■ **PROBLEM TO WORK ON**: Apart from the pictures, return every line of the listing exactly.

= = = = =

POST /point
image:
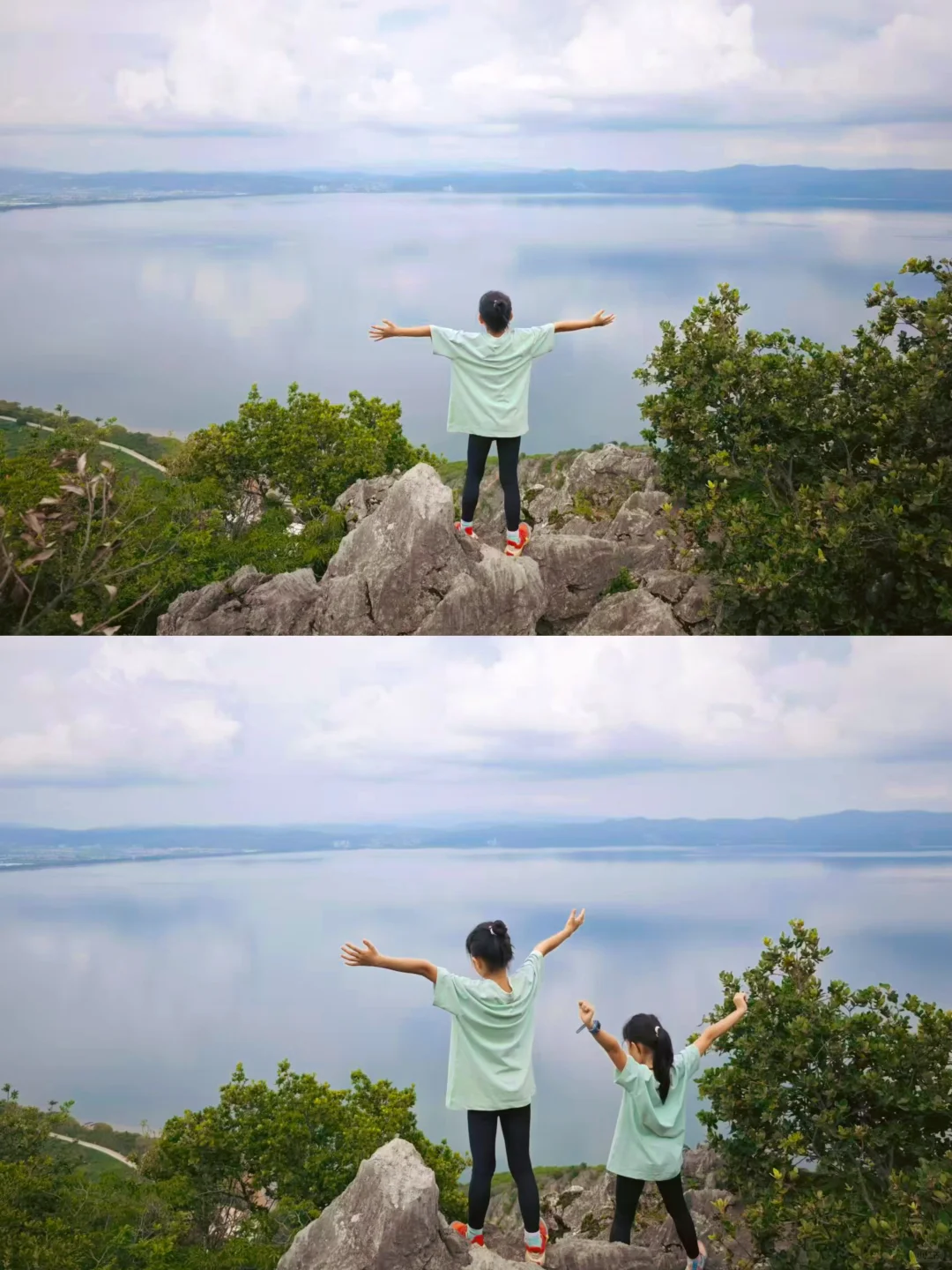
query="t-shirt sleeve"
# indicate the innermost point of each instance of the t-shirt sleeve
(688, 1061)
(532, 969)
(449, 990)
(542, 340)
(631, 1074)
(444, 340)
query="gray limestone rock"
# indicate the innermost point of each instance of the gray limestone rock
(632, 612)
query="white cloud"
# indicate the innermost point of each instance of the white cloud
(74, 723)
(530, 714)
(637, 49)
(547, 72)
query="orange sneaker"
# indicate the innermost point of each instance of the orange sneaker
(537, 1256)
(462, 1231)
(514, 549)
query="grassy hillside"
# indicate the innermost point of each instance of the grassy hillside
(17, 436)
(93, 1163)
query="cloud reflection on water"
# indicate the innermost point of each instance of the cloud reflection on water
(136, 989)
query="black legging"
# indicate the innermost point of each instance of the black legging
(482, 1148)
(628, 1192)
(476, 456)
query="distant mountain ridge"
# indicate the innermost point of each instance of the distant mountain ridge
(746, 184)
(859, 831)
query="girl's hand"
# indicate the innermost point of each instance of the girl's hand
(574, 921)
(352, 955)
(383, 331)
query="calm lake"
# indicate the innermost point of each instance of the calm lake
(136, 989)
(164, 314)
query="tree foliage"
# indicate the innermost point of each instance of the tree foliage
(309, 450)
(221, 1189)
(815, 482)
(838, 1108)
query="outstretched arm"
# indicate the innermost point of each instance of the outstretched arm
(570, 927)
(710, 1034)
(599, 319)
(609, 1044)
(368, 955)
(387, 329)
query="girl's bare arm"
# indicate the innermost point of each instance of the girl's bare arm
(368, 955)
(570, 927)
(599, 319)
(724, 1025)
(389, 329)
(609, 1044)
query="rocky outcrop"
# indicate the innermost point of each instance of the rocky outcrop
(599, 563)
(389, 1220)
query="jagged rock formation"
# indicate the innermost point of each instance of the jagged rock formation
(404, 571)
(389, 1220)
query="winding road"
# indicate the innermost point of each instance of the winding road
(94, 1146)
(109, 444)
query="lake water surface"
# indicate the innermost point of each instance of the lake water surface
(164, 314)
(136, 989)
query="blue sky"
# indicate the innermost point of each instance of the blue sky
(117, 732)
(539, 84)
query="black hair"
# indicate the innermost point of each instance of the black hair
(646, 1030)
(490, 943)
(496, 311)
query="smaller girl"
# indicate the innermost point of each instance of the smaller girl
(490, 1059)
(649, 1136)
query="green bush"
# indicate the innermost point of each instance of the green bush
(816, 482)
(834, 1116)
(221, 1189)
(299, 1140)
(88, 549)
(310, 449)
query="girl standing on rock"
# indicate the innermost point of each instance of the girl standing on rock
(489, 395)
(649, 1136)
(490, 1059)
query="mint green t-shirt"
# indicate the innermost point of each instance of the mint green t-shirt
(489, 389)
(649, 1136)
(490, 1044)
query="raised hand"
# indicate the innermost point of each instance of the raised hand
(352, 955)
(383, 329)
(574, 921)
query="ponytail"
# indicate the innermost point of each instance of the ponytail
(490, 943)
(496, 311)
(648, 1032)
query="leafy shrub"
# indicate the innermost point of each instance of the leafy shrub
(300, 1142)
(309, 450)
(818, 482)
(838, 1106)
(621, 583)
(89, 549)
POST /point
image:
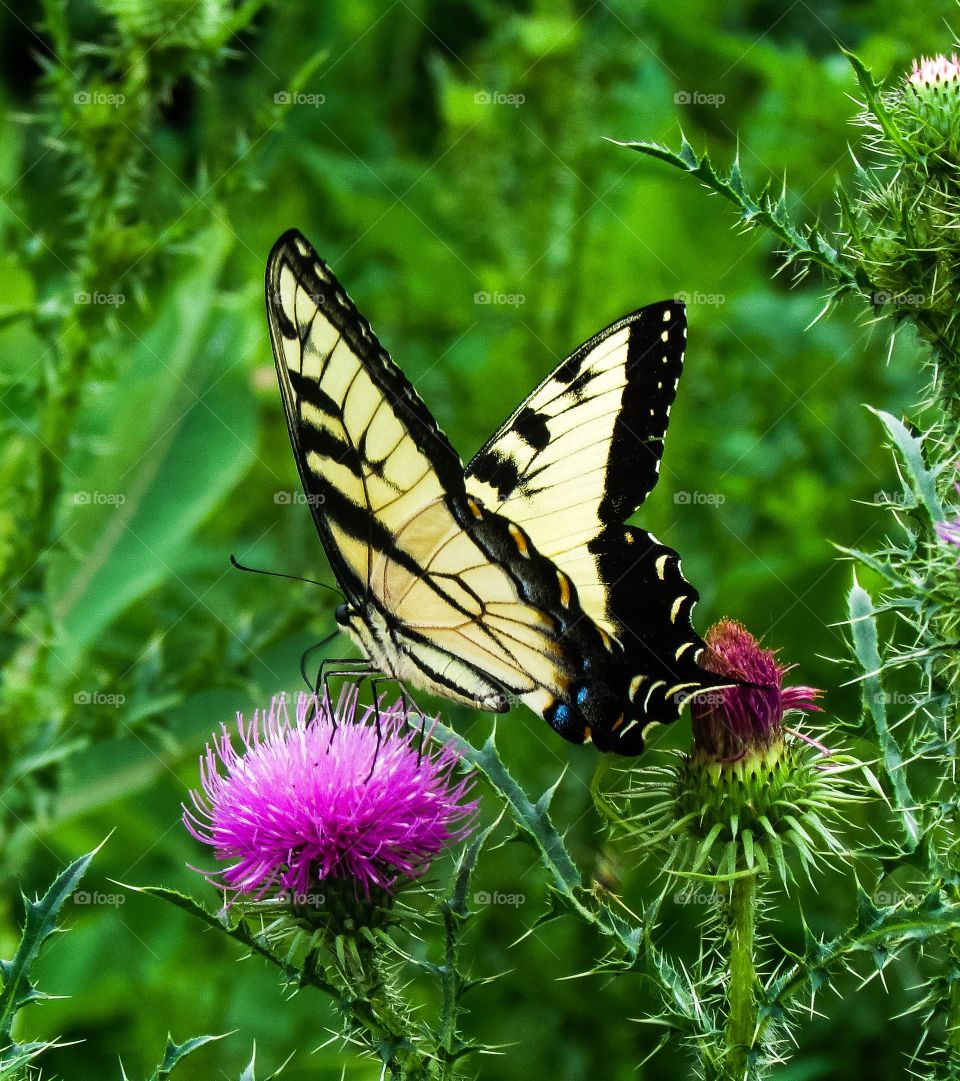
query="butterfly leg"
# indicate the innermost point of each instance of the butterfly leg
(332, 667)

= = = = =

■ **EXERCISE ANSWER**:
POST /point
image:
query="t-shirt sleeve"
# indicate the innermost point of each instance of the t-shirt sleeve
(688, 1061)
(532, 969)
(449, 990)
(542, 340)
(631, 1074)
(444, 340)
query="gray limestone rock"
# indicate the innermost point of each instance of the gray limestone rock
(632, 612)
query="white cloud"
# indicate the innermost point of each instance of the white cloud
(74, 723)
(530, 714)
(637, 49)
(547, 72)
query="orange sneaker"
# indicate the innermost point of each instance of the orange sneaker
(537, 1256)
(462, 1231)
(514, 549)
query="grassy hillside"
# indicate the innermost point of each instance of the grassy hillside
(17, 436)
(93, 1163)
query="cloud reflection on water"
# indicate the innermost point of each instance of the cloud reflection on water
(136, 989)
query="black legging"
# indicate the innermost point of each instance of the black legging
(482, 1148)
(628, 1192)
(476, 456)
query="distant mountain ridge"
# indicate the innermost point of each instance of the distant mountain ridge
(746, 184)
(859, 831)
query="girl's hand"
# indicate the innermost point of each instance of the girl's hand
(574, 921)
(352, 955)
(383, 331)
query="calm lake"
# indicate the innermost point of each instance of the calm lake
(136, 989)
(164, 314)
query="tree foliage"
# indicate the innermost point of each instance of the tree foliage
(309, 450)
(221, 1189)
(815, 482)
(838, 1108)
query="outstretched arm"
# indicate the innermost point of each instance of the outstretched arm
(570, 927)
(710, 1034)
(599, 319)
(609, 1044)
(368, 955)
(387, 329)
query="girl's bare arm"
# indicate the innermost point of each instance of the girl's bare arm
(368, 955)
(570, 927)
(599, 319)
(724, 1025)
(389, 329)
(609, 1044)
query="rocky outcrop"
# indicate the innermost point of each instance of the rocky outcrop
(599, 563)
(389, 1220)
query="jagged rock formation"
# indicate the innermost point of each instance of the jagged rock formation
(404, 571)
(389, 1220)
query="winding road"
# indicate the innermost point of each instance of the winding road
(94, 1146)
(109, 444)
query="lake water surface"
# indicate the innermost point of each instance of the lake water surface
(164, 314)
(136, 989)
query="blue sky"
# indicate the innermost point of each instance of the blue sky
(117, 732)
(539, 84)
query="black hair"
# indicate the innermost point of each instance of the black hair
(646, 1030)
(490, 943)
(496, 311)
query="smaller girl"
# indicate the innermost point of each instance of the smaller girl
(490, 1059)
(649, 1136)
query="green bush"
# indicate the innermost point of each instance of the green bush
(816, 482)
(834, 1116)
(221, 1189)
(299, 1140)
(88, 549)
(310, 449)
query="girl standing on rock"
# indicate the innermost point of each instance of the girl standing on rock
(489, 395)
(649, 1136)
(490, 1059)
query="mint green t-shirt"
# indicate the innermost point of each instance of the mint green t-shirt
(489, 389)
(649, 1136)
(490, 1044)
query="raised hand"
# indicate the innermost point of each instance of the raised hand
(352, 955)
(383, 329)
(574, 921)
query="ponytail"
# indicate the innermost point of each instance of the ponytail
(490, 943)
(496, 311)
(648, 1032)
query="leafy shrub"
# indicate the innermost point of each instance of the leafy shrub
(300, 1142)
(309, 450)
(818, 482)
(838, 1106)
(621, 583)
(89, 549)
POST /point
image:
query="butterfly leg"
# indicate the innermost point of each instance of the butterfly leg
(332, 667)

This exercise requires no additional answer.